**DOCUMENT SEGMENT:**
On 8.6.05, he told MPs: "The UK rebate will remain and we will not negotiate it away. Period." (The word "away" implied willingness to consider changes in the size of, or formula for, setting the rebate).

For months, Blair wobbled from stance to stance, claiming that there would be no concession without fundamental CAP reform, but also that if there was "a fundamental review of how Europe spends its money then of course everything then is open to debate".

The tough talk ended in a climbdown as many continental leaders insisted that the CAP payments agreed in 2002 must be honoured. Shame that there was a collective 'memory loss' as to another EU leaders' agreement on budget contributions and EU enlargement.

The Technical Annex ('Vol II') to a Commission internal report dated 14.7.04, COM(2004) 505 final, noted on p.20:
"Although the envisaged enlargement to 10 new Members States was unanimously agreed at the Berlin European Council in March 1999, the UK insisted and obtained that enlargement-related expenditure be taken into account when calculating the UK correction ["rebate"], thus shielding it from most of the financial consequences of enlargement. .

Therefore Blair misled us when he justified the surrender of the British rebate on the grounds that Britain should help pay for "the costs of enlargement". His Statement to the Commons (19.12.05) claimed that it was 'essential', and would have been "a betrayal of everything that Britain has rightly stood for" not to have paid up!

The EUR 10.5Bn extra money we're paying in from 2007-2013 is not ring-fenced for the newcomers, but goes into a pool that will cover various EU purposes, such as "administration" and propping up the various leaky EU initiatives that give it the conceit of being 'a world power' while many of its members' economies are suffering under EU policies.

The key document is: 'Financial Perspectives 2007-2013' . A quick check on five budget headings reveals plans to spend over EUR 30Bn extra from the pool. President Chirac got it right when he called it: "...a good deal for Europe, which provides sufficient means to finance its ambitions". (EUObserver site, 17/12/05).

EU plans to tax us directly After the Budget cave-in, European Commission President Barroso further angered taxpayers by suggesting that the EU should be directly funded by the 'citizens of Europe' without the need for governmental wrangling. (FT, 19.12.05; D. Express, 21.12.05).

Nothing new there. COM(2004) 505 final proposes options. It seems to build on another 2004 European Commission policy paper (PDF).

Click for our review of 'Tax based EU own resources: An assessment'

Footnotes: Former Chancellor Norman (now Lord) Lamont warned the April 1995 CIB public meeting at Westminster Hall that the real cost of the EU was nearer to the gross cost, as the money we get back from the EU (apart from the rebate) goes on the things that the EU wants. To ignore that would be like claiming that the rate of UK income tax was 2p in the Pound, as for every 25p in tax raised, the government 'gave back' 23p in public services.

In many cases we have to match EU programme funding with UK taxpayers' money, which makes the 'benefits' more expensive and even more dubious.

**TASKS TO CARRY OUT:**
A - Rewrite the passage on the UK budget rebate from the words "The EUR 10.5Bn" through "(EUObserver site, 17/12/05).", putting "five spending headings" in place of "five budget headings".
B - Name every person the passage on the UK budget rebate mentions by name.
C - Go on with the passage on the UK budget rebate, starting after its final sentence.

**DATA PROVIDED:**
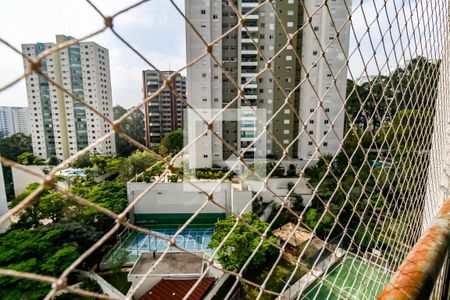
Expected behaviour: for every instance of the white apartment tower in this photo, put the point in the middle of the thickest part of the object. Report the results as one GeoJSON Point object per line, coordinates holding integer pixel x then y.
{"type": "Point", "coordinates": [14, 120]}
{"type": "Point", "coordinates": [318, 119]}
{"type": "Point", "coordinates": [61, 126]}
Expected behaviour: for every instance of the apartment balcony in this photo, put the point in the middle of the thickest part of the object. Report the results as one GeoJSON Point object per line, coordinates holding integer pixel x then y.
{"type": "Point", "coordinates": [249, 51]}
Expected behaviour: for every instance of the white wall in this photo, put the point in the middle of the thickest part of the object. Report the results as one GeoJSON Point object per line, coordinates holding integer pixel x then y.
{"type": "Point", "coordinates": [3, 201]}
{"type": "Point", "coordinates": [184, 198]}
{"type": "Point", "coordinates": [22, 179]}
{"type": "Point", "coordinates": [279, 187]}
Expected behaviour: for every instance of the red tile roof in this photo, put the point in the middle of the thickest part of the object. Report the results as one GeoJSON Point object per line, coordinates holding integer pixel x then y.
{"type": "Point", "coordinates": [176, 289]}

**ANSWERS FOR THE EXERCISE:**
A -
The EUR 10.5Bn extra money we're paying in from 2007-2013 is not ring-fenced for the newcomers, but goes into a pool that will cover various EU purposes, such as "administration" and propping up the various leaky EU initiatives that give it the conceit of being 'a world power' while many of its members' economies are suffering under EU policies.

The key document is: 'Financial Perspectives 2007-2013' . A quick check on five spending headings reveals plans to spend over EUR 30Bn extra from the pool. President Chirac got it right when he called it: "...a good deal for Europe, which provides sufficient means to finance its ambitions". (EUObserver site, 17/12/05).

B -
- Blair
- President Chirac
- European Commission President Barroso
- Norman (now Lord) Lamont

C -
It must be remembered that the 'Financial Perspectives' are just a model, and there can be several adjustment factors (e.g. exchange rates, the EU's GNI 'wealth' and PPS 'purchasing power' measures, further enlargement and even changes to satisfy the European Parliament).

The BBC has reported that the exact rebate correction can take four years to come through.

However in very broad terms, the BBC noted that over 2007-2013, UK [net] contributions were due to rise to 42bn ('increase by 63%').

The Times (4.4.05) revealed the UK EU budget contribution was set to rise to 4.3 Bn in 2005.

Comment on UK 2005 Budget.

Luxembourg votes

On 8.12.05, Guardian Technology reported on a perceived move towards a pan-European ID card. Apparently, Britain's minister for 'e-Government', Jim Murphy, spent a press conference denying any EU plan to introduce ID cards, claiming it's a matter for national governments. Unfortunately, he seemed to be launching a document saying the opposite - his November EU conference in Manchester outlined "ambitious targets" for 'electronic identifications' to access services.

Author Michael Cross noted that Austria's EU Presidency in 2006 will continue the UK's moves to promote 'electronic government' using smart/ID cards.

We note that 2008 has been mooted as the target date for 'EU health insurance cards', which is both the date HMG wanted for rollout of smart/ID cards and the full coming into force of the EU Citizenship Directive, governing population movement rights.

Also note the EU Hague Programme's intention of "a swift abolition of internal border controls.... as soon as possible after 2007". By pure coincidence ID cards are being touted as an EU 'internal passport'.

(Any money on an EU-wide database to hold our identities, using harmless-sounding 'healthcare' as the excuse to set up what looks like an embryo EU population register? 2006 will see the standardising of 'patient identifier' data).

We have also seen Home Office correspondence of 11.11.05 giving a clue to EU inspiration behind UK moves towards ID cards. It noted: "The use of a civil financial penalty to enforce a scheme is in line with other European schemes".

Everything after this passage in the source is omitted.